_Given request_
Restate each of the lines given below, word for word.

_Recorded information_
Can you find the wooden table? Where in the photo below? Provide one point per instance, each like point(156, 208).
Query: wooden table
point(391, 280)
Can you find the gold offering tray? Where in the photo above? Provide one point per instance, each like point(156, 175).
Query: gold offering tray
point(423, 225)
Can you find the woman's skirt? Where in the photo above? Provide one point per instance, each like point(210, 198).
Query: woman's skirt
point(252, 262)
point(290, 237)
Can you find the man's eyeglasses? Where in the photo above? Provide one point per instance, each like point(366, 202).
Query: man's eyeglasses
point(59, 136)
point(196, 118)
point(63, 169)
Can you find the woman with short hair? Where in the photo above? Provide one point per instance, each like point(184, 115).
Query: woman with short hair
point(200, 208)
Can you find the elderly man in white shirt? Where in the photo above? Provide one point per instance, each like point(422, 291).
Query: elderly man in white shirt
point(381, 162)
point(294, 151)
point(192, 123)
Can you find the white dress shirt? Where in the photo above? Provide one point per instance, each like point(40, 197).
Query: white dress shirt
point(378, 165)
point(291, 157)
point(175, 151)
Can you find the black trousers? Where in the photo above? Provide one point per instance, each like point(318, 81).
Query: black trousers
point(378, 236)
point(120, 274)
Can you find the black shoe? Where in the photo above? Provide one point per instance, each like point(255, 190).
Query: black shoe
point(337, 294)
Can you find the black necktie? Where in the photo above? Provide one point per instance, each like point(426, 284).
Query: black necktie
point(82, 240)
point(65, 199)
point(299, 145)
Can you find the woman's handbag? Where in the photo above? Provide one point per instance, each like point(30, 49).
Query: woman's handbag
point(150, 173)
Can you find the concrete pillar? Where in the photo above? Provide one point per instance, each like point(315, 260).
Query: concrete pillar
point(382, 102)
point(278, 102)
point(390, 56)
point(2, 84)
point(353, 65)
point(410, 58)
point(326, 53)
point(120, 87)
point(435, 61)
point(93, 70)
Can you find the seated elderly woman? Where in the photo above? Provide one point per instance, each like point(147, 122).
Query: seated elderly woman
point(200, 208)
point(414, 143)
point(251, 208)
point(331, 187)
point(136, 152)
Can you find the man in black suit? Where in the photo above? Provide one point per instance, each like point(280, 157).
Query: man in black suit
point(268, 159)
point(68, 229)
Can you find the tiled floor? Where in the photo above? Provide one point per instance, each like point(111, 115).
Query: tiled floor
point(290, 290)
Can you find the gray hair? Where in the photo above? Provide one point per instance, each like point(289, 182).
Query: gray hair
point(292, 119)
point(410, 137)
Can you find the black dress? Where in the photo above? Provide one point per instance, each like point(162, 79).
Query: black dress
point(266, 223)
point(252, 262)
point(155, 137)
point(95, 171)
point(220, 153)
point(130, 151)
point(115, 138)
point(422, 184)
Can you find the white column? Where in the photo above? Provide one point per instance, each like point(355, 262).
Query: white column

_Exercise response_
Can you find the wooden table? Where in the photo below? Provide one point per instance, each like point(156, 208).
Query: wooden table
point(391, 280)
Can you find the gold offering tray? Where in the photo above? Provide one point per instance, each like point(156, 175).
Query: gold offering tray
point(423, 225)
Can you find the woman's skirt? Where in the photo above? Provide one point per instance, each like point(210, 198).
Query: woman's skirt
point(252, 262)
point(290, 237)
Can you find the man's eyeglasses? Where in the photo above? Provide one point per instance, each like point(366, 202).
Query: man's eyeglasses
point(59, 136)
point(196, 118)
point(63, 169)
Can you find the woman with short hair? Where in the photo above? Provide one point per instance, each like point(184, 115).
Query: woman with short hair
point(200, 208)
Can you find the elderly man in white shirt? Where in the photo above? Provide one point per instance, each like point(422, 291).
Query: elderly man in white shirt
point(381, 162)
point(294, 151)
point(192, 123)
Can you find the white dress shirt? Where in the photo above? Provide one point per instance, each like point(40, 197).
Query: white dress shirt
point(378, 165)
point(291, 157)
point(175, 151)
Can you find the black trousers? Where in the photo above? Provide one point per instance, each like point(318, 81).
Query: black trousers
point(378, 236)
point(120, 274)
Can you find the black shoe? Where in the photo above? Provide one point per instance, each like point(255, 190).
Query: black shoe
point(337, 294)
Can you find the black necktie? Where in the photo above? Provide one point per instance, each like point(426, 284).
Query: black necktie
point(82, 240)
point(65, 199)
point(299, 145)
Can you find the woman's handbag? Where in the photo above? Provide one point per instance, each like point(30, 49).
Query: woman's handbag
point(150, 173)
Can you find the concrete pillar? Where in the photo above? Provide one point per instance, each like point(315, 260).
Query: concrete pillar
point(382, 102)
point(278, 102)
point(390, 56)
point(2, 84)
point(353, 65)
point(410, 58)
point(326, 53)
point(120, 87)
point(435, 61)
point(93, 70)
Can you find the seated elderly woman? Where in the photo above? Provide one point per instance, each like point(147, 122).
Query: seated elderly woman
point(200, 208)
point(414, 143)
point(251, 208)
point(331, 187)
point(136, 152)
Can you find the man in black suit? Where in the photo above? Provide one point per instance, each like point(280, 157).
Query: man in black suit
point(268, 159)
point(68, 229)
Can you find the tiled floor? Where in the photo above? Provide one point per instance, each like point(111, 115).
Query: tiled floor
point(290, 290)
Can you find the gray hair? Where in the photo above? Provide one point per instance, each like point(289, 182).
Query: gray hair
point(292, 119)
point(410, 137)
Can you find the black dress? Where in the photo above? Provide one point per instance, each like point(162, 79).
Query: black dress
point(266, 223)
point(252, 262)
point(155, 137)
point(95, 171)
point(220, 153)
point(130, 151)
point(115, 138)
point(422, 184)
Can you find the white column? Where in the photo above? Provide one point per instance, each like point(355, 262).
Query: white column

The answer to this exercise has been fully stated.